** Excerpted passage **

BEGIN

Day three of the Timothy Jones trial features chilling testimony from investigators

Jones was charged with the murders of his five children back in 2014

LEXINGTON, S.C. (WOLO) — Testimony from investigators in Mississippi reveals what was inside Timothy Jones Jr.’s car at the time of his arrest, as well as his two conversations with law enforcement before he revealed where the bodies of his five children lay.

After Jones was arrested at a public safety checkpoint in Mississippi, Stacy Jones, a forensic scientist with the Mississippi Bureau of Investigation (MBI), noticed a strong smell once she approached his Cadillac Escalade the next morning.

“There was, as I described, as decomposition, as old blood, if you’re familiar with that smell, and a chemical bleach type smell, all rolled into one,” the scientist said.

While she was taking photographs inside and outside the car, Jones says it was hard to move around in there at first.

“It was a lot of items stacked up in buckets and boxes and bags and just a huge amount of stuff throughout the entire vehicle,” Ms. Jones, who is not related to the defendant, said.

For 15 minutes, the forensic scientist read off a list consisting of several items including Bibles, children’s clothing, financial plans, and family photographs.

She says she also unearthed a Wal-Mart receipt for saw blades and muriatic acid, as well as a clipboard revealing the defendant’s plans to dispose of his children’s bodies.

Later that night, with his dad in the room, Jones Jr. told investigators why he killed his children.

END

** Stored data **
BEGIN

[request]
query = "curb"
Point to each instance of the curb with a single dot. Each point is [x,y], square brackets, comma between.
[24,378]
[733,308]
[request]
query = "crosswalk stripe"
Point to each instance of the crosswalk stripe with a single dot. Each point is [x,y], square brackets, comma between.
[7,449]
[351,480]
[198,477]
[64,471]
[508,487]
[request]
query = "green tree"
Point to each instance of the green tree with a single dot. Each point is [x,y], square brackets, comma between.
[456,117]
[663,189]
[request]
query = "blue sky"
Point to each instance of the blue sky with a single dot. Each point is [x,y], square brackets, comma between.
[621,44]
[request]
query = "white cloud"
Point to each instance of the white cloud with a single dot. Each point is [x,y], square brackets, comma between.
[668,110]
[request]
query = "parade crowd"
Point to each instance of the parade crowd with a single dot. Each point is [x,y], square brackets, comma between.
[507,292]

END

** Exercises **
**a)** According to the Timothy Jones trial article, what vehicle was Jones driving when he was arrested?
**b)** Reproduce word for word the passage of the Timothy Jones trial article starting with "While she was" and going on through "his children’s bodies.".
**c)** Carry the Timothy Jones trial article forward from the point where it stops.
The material above is separate from the Timothy Jones trial article.

** Solved tasks **
**a)** A Cadillac Escalade.

**b)**
While she was taking photographs inside and outside the car, Jones says it was hard to move around in there at first.

“It was a lot of items stacked up in buckets and boxes and bags and just a huge amount of stuff throughout the entire vehicle,” Ms. Jones, who is not related to the defendant, said.

For 15 minutes, the forensic scientist read off a list consisting of several items including Bibles, children’s clothing, financial plans, and family photographs.

She says she also unearthed a Wal-Mart receipt for saw blades and muriatic acid, as well as a clipboard revealing the defendant’s plans to dispose of his children’s bodies.

**c)**
Eric Johnson of the MBI said in his testimony Jones Jr. believed his six-year-old son, Nahtahn, wanted to “chop him up and feed him to the dogs.” Jones Jr. says he was pushed to kill the children after hearing voices from his mother, who had been hospitalized with schizophrenia.

When his father, who was in the interrogation room during the first interview in order to comfort his son, told him that he would do anything to help his mental health, Jones Jr. said the only way to help him is to “put a bullet in his head.”

During his two interviews, investigators said Jones Jr. was like “night and day” in how he handled himself, and agreed to guide them to the bodies, which were found in rural Alabama.

Jones Jr. was only in rural Alabama for ten minutes, then he was promptly brought back to Smith County in Mississippi.

The defendant, 37, started to tear up inside the courtroom when Johnson started to talk about the first interview. The trial continues Friday inside the Lexington County Courthouse around 9 a.m.